■ **REQUIRED WORK**:
Leave out the pictures and print the records below exactly.

(Data excerpts)
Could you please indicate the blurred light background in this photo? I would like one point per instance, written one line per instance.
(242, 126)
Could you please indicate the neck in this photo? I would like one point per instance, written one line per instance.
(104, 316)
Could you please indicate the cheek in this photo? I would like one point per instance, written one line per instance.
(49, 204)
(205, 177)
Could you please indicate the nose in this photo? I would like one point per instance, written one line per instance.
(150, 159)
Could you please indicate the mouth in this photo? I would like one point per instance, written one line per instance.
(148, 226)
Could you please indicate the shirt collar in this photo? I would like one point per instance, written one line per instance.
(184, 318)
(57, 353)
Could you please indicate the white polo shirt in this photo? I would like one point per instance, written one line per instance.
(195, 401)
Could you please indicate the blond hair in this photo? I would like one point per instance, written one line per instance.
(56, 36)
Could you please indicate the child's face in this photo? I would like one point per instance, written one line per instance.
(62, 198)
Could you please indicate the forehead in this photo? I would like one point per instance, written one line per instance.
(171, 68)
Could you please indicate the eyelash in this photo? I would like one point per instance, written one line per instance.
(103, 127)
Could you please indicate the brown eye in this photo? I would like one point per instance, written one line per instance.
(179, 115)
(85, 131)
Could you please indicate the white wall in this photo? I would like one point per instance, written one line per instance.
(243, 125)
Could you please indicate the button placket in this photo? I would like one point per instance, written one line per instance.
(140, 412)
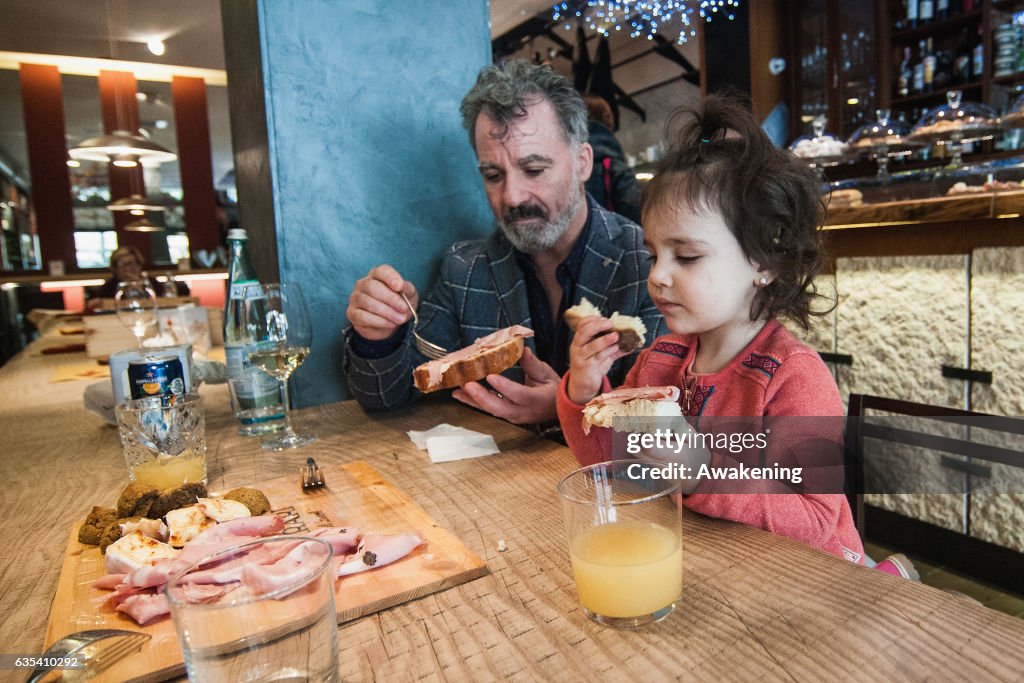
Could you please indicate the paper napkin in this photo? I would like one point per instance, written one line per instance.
(445, 442)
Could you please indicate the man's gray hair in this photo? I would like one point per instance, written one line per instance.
(503, 91)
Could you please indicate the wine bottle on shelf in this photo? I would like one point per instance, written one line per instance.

■ **TASK SOLUTION**:
Could you please indicate the blurred light background in this photo? I would like one point per instance, written one line per instance.
(242, 126)
Could you please indicate the neck in this photo? I would like one point per instance, written one line per instance.
(104, 316)
Could you please indicate the cheek in this photo? I would like one point per instance, written one line per instance.
(49, 204)
(205, 177)
Could you please indicate the nose in this photo? I would like one point per instance, written one line per instance.
(150, 159)
Could you please indicate the mouth in this photo? I would like one point per instance, written one line per instance.
(148, 226)
Could you please indicate the shirt collar in this photo? I would like one point per instance, written one line per instance.
(184, 318)
(57, 353)
Could you please indicate the white polo shirt in this photo? I would like one point per instance, written one line per instance.
(195, 401)
Could you please indicate the blond hair in this photo? I would like one point per instance, written one line per instance.
(56, 36)
Could you please indicate the child's face in this photo? I would like one point per instance, written one line per instance.
(62, 198)
Could you please indicate the forehead in this photo? I would like one point per instance, written one line per instance.
(171, 68)
Could you please indicate the eyelash in this photo? I would like one point per instance, written one line per instance.
(103, 127)
Could you please indicate the brown eye in this photo? I would like one point per instance, written one line per instance.
(179, 115)
(85, 131)
Could you please indicate the white wall in this photo? I would like one point per instance, written one line per instance.
(243, 125)
Could you please indicate the button placket in this photo? I would like one point per instance, written one line per instance.
(140, 412)
Could you please indicate the paper napkin in this photo? I would like one point per instance, written one line per instance.
(445, 442)
Could you please indicate the man's gray hair in this photo? I would like one point per instance, written one line per instance.
(503, 91)
Could you please indicate the wine bottle on shelf in this photo? I would like one point per instance, written one line per instance.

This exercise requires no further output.